## START Material for this exercise

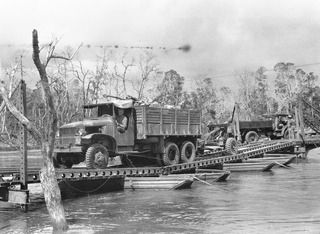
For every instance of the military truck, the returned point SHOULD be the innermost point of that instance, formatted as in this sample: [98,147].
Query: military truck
[169,135]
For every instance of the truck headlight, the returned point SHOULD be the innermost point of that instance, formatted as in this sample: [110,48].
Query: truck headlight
[81,132]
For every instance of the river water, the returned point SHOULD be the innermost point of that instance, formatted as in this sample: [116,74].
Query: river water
[281,201]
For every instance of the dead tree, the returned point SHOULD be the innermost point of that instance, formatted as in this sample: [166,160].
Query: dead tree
[47,174]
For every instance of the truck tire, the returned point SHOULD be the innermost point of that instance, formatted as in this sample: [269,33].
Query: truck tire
[171,154]
[188,152]
[97,156]
[231,146]
[159,159]
[251,136]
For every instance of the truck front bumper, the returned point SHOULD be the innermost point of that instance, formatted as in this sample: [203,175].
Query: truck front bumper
[68,149]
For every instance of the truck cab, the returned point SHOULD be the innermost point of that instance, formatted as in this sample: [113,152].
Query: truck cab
[97,136]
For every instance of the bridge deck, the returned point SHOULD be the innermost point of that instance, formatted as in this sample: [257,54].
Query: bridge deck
[11,173]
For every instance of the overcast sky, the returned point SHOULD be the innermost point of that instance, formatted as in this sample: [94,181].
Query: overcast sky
[225,36]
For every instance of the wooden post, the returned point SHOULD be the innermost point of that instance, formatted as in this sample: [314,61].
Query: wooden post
[237,123]
[23,138]
[301,122]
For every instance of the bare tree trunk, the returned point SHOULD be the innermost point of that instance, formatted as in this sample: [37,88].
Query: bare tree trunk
[48,180]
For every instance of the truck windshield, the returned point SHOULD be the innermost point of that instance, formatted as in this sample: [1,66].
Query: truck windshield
[98,111]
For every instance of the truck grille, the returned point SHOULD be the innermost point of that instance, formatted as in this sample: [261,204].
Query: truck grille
[67,136]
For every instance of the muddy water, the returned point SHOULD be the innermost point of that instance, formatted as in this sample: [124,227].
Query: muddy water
[282,201]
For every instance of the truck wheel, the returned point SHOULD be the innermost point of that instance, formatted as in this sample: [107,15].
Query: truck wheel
[251,136]
[159,159]
[97,156]
[231,146]
[188,152]
[171,155]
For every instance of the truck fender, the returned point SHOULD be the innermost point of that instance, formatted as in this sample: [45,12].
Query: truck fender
[103,139]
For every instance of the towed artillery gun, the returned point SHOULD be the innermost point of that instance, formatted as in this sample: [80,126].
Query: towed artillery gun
[275,126]
[170,136]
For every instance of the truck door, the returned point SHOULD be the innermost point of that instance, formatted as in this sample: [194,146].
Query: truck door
[127,137]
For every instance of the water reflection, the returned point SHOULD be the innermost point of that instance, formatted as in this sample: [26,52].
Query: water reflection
[278,202]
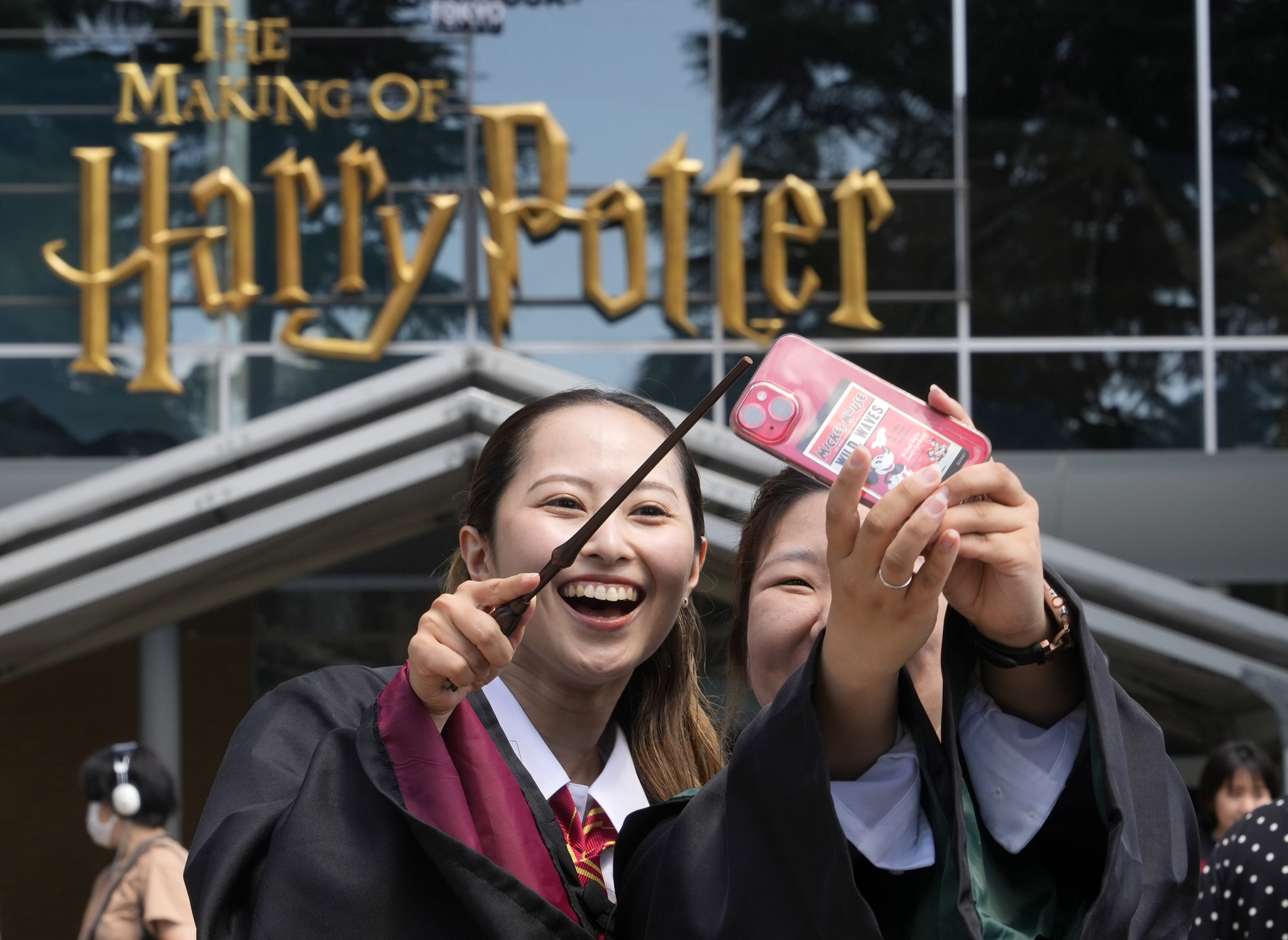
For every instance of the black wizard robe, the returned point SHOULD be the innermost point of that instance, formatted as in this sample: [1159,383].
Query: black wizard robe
[342,812]
[759,854]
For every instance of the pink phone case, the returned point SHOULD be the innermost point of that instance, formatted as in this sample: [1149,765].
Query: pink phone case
[812,409]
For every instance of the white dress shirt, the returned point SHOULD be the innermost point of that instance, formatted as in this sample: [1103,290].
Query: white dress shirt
[618,790]
[1019,772]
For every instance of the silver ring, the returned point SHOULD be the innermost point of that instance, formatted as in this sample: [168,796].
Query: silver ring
[894,587]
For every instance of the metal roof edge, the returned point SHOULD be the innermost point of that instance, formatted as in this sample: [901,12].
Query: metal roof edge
[1170,601]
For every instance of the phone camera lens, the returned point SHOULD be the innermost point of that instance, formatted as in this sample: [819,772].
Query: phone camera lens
[752,417]
[782,408]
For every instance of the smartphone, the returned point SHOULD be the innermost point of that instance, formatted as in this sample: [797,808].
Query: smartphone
[813,409]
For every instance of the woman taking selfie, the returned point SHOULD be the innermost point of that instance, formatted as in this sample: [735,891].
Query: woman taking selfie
[1010,792]
[432,801]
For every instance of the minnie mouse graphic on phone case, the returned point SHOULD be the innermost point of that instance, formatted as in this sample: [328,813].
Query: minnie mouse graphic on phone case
[813,409]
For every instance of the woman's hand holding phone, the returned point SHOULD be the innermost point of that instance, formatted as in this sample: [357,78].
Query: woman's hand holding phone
[997,582]
[459,644]
[997,579]
[880,614]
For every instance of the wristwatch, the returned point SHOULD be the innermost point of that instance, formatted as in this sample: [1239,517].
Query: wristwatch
[1012,657]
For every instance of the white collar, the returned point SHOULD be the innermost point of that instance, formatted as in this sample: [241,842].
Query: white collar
[618,790]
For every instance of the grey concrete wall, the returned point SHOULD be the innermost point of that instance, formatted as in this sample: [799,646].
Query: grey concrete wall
[26,478]
[1216,520]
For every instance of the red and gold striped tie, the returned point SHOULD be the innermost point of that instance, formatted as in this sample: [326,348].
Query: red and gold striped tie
[585,840]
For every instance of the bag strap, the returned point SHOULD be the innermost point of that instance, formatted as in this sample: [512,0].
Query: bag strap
[125,870]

## END Material for this exercise

Task brief:
Take the data above and repeat it exactly, leaving each picture out.

Solved exercise:
For every instance of the military truck, the returned point SHOULD be the innermost point of that instance, formatted as in this sample: [98,147].
Query: military truck
[169,135]
For every instance of the truck headlight, the returned point SHOULD be the innermost point of that instance, formatted as in this sample: [110,48].
Query: truck headlight
[81,132]
For every instance of the river water, the returned point SHOULD be the innermost point of that instance, formatted as in this sample: [116,74].
Query: river water
[281,201]
For every instance of the dead tree, the returned point SHOULD be the innermost point of that instance, formatted as in this sample: [166,160].
Query: dead tree
[47,174]
For every instance of the truck tire, the returned point SHOULD be the innermost point of that instance, formatted as in this sample: [269,33].
Query: truck tire
[171,154]
[188,152]
[97,156]
[231,146]
[159,159]
[251,136]
For every instance of the truck front bumper, the returned point SHOULD be the innermost point of that instance, formatted as in this sample: [203,175].
Query: truck front bumper
[68,149]
For every instance of the truck cab, the returned point SHOULD be the innermost point of that instance, formatted as in this sample: [113,152].
Query: truck cab
[97,136]
For every instance of the bridge deck, the returned point SHOULD be the innermost point of that instance, formatted as in this sample: [257,54].
Query: bridge deck
[11,173]
For every instance of the overcast sky, the returned point SHOULD be the innermost point of that instance, formatted as in this sample: [94,181].
Query: overcast sky
[225,36]
For every instance of the wooden post, the returned point SHOULD be the innermost point of that instance, formatted as in this sample: [314,61].
Query: wooden post
[237,123]
[23,138]
[301,122]
For every instance of the bare tree trunk, the returned point SHOULD be the innermost point of that instance, formatted as in this sample: [37,88].
Query: bare tree trunk
[48,180]
For every instance of the truck windshield, the returned point SHOULD be the innermost point of that instance, formatted as in this sample: [1,66].
Query: truck windshield
[98,111]
For every instance of the truck grille, the returned point SHOULD be the innermost point of that instance, formatted as in this sample: [261,204].
Query: truck grille
[67,136]
For every instance of the muddy water, the returned point SHOULD be the innermost point of that instance, formatted as in this sample: [124,227].
Query: muddy water
[282,201]
For every instance of the truck wheel, the returned point SHOULD be the innermost point of that instance, formatted as in this sample: [107,15].
Query: truck wheel
[251,136]
[159,159]
[97,156]
[231,146]
[188,152]
[171,155]
For every instance of the truck fender, the returned point SHOULD be the innermost point of that instance, formatted as in this sample: [45,12].
Query: truck fender
[103,139]
For every instance of the towed artillery gun, the returned point SHOULD be the innermost point of that instance, formatted as in this sample: [80,126].
Query: towed artillery gun
[275,126]
[170,136]
For every instance of the truck door, the returned point SHOULD be the innermost point of that instance, formatted as in this sample: [194,146].
Query: truck door
[127,137]
For every instance of the water reflection, the returned point SHOULD be the innermost point of that instance, formatted as in this sample: [26,52].
Query: water reflection
[278,202]
For every instance of the black wizard robe, the returned point SHOULD be the innermost point of that instance, formatted as in this sample: [1159,383].
Query: black wizard robe
[342,812]
[759,854]
For every instance of the pink phone case, the returned point SHOULD be the innermost point of that instance, formatted as in this sample: [1149,765].
Query: pink phone case
[812,409]
For every instance of the white dress shirt, the returned point SHOULD be the innermost point of that instance, formatted as in this sample: [1103,290].
Query: white dress shirt
[618,790]
[1019,772]
For every instance of the silver ring, the returned point SHOULD be the innermost point of that instance, formatted as in this sample: [168,796].
Query: silver ring
[894,587]
For every instance of the metal roof edge, the returned point SHOULD be the innermost point of that instance, formatted as in this sample: [901,12].
Query: metal roof edge
[1170,601]
For every instance of the phone camera lens, the returned point SHOULD be the innermost point of that instance, formatted as in this sample: [819,772].
Query: phone camera lens
[752,417]
[782,408]
For every instance of the smartphone, the returned point SHOULD be the innermost point of that instance, formatted as in this sample: [797,808].
Query: smartphone
[813,409]
For every instance of the woman taking selfie, the returned point SHOULD be the innermost point of that instance, formatted as in this sample: [735,891].
Query: woman taking selfie
[1010,792]
[432,801]
For every instance of the minnie mouse graphic on phone case, the returned point SHOULD be the innermost point of that instance, formatted as in this sample: [328,813].
Query: minnie mouse graphic on phone case
[813,409]
For every instance of the woman's hand holding phone, the returned point SHOULD be the innermost point of that instance, formatted as in this sample: [357,78].
Query: woman's hand holding phone
[997,582]
[459,644]
[997,579]
[880,614]
For every instance of the wristwatch, the returned point SHOULD be the innermost point of that instance, formatted as in this sample: [1239,517].
Query: wristwatch
[1012,657]
For every instance of the white collar, the returned point SHOULD be the innermost point of that instance, formatted as in this sample: [241,842].
Query: white collar
[618,790]
For every instance of the grey concrete wall, the returned point SHOULD be the innermost point of that instance, formatted as in this sample: [799,646].
Query: grey concrete wall
[26,478]
[1216,520]
For every instance of the red and gold striped tie, the returned point SHOULD be the innermost point of that instance, formatted as in this sample: [326,348].
Query: red and gold striped tie
[585,840]
For every instance of the bag strap, the returned point SHOULD be the innermost point of that instance, formatted as in this sample: [512,0].
Query: bag strap
[125,870]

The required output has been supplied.